AIM OF THE EXERCISE: In the film list entry below, which two films are named as loving elegies that filled the genre before This Is Spinal Tap?

GIVEN TEXT:
FT TOP 100 FILMS
22: THIS IS SPINAL TAP

Some directors just get lucky. Marti DiBergi could be said to be one of those directors if you consider This Is Spinal Tap to be enough to make a career. If you however also consider his ill-fated attempts to make At The Mountains Of Madness* and a musical version of Heart Of Darkness**, luck might not be his strong point. Wahtever, to a moribund genre stuffed with loving elegies like the Last Waltz and Don’t Look Back DiBergi bought honesty, and a critical eye which both praised the band at its heart whilst opening it up for scrutiny. For what is the story of Spinal Tap, except for one of relationship which would resonate with any viewer.

Are David St Hubbins and Nigel Tufnel the archtypal band married couple. Certainly the conflict that occurs when a woman, Jeanine turns up suggests it might be. Perhapos we like rock music for its pomp and pagentry, and certainly Spinal Tap give you all of that, but it is the people we fall in love with hear. Even DiBergi at his most incomprehending (of course eleven is louder that ten, idiot) manages to tease perosnality out of the band. And they never seem irritated by his presence, whilst the band fall apart in his lens they appreciate his interest as you might tease a puppy dog. For all of the unintentional humour in This Is Spinal Tap you do end up feeling for these shaggy misfits, because you know deep down they are you. In a very real sense for the first time a documentary really managed to capture the ups and downs of actually being in a band. Not for nothing is this film called This Is Spinal Tap. It is.

DATA BLOCK:
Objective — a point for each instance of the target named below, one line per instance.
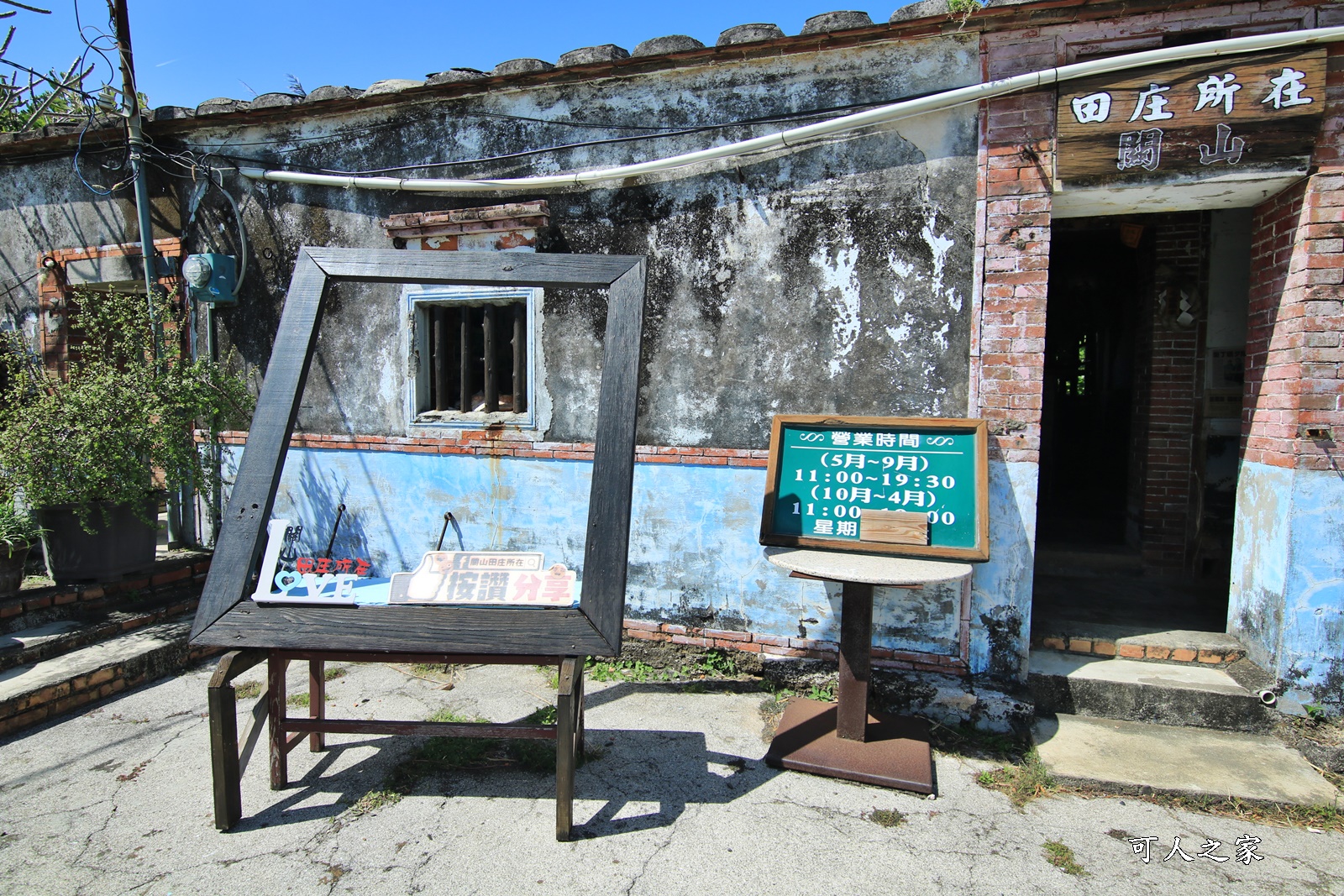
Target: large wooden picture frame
(226, 618)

THE SOLUTION: The Last Waltz and Don't Look Back.